» **What to produce**:
Could you put the part of the material below that opens with the line containing "The query is: horse tongue" and runs through the end into a JSON list of strings, one string per line, with blank lines and pictures left out?

» **Data supplied**:

+===+

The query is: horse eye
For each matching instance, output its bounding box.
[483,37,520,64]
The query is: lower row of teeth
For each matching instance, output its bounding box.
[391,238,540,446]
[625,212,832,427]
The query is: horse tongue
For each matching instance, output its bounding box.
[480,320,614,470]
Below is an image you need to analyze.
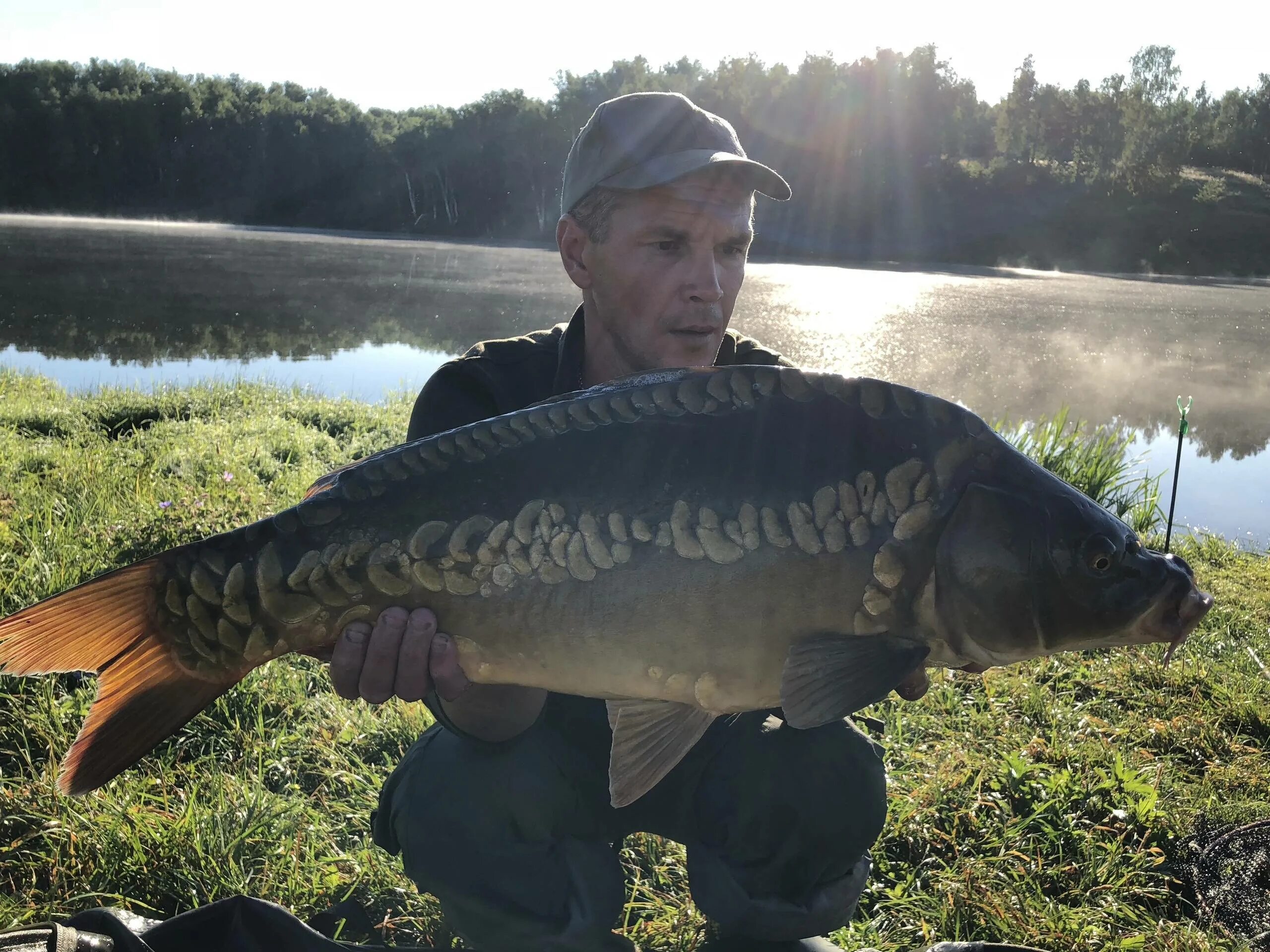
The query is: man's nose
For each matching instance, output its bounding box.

+===+

» **Response to this task**:
[
  "The query is: horse tongue",
  "For each matching instance, output its bounding box.",
  "[480,320,614,470]",
  "Below is an image you need to analyze.",
  "The query is: man's nose",
  "For each matching instance, output its bounding box."
]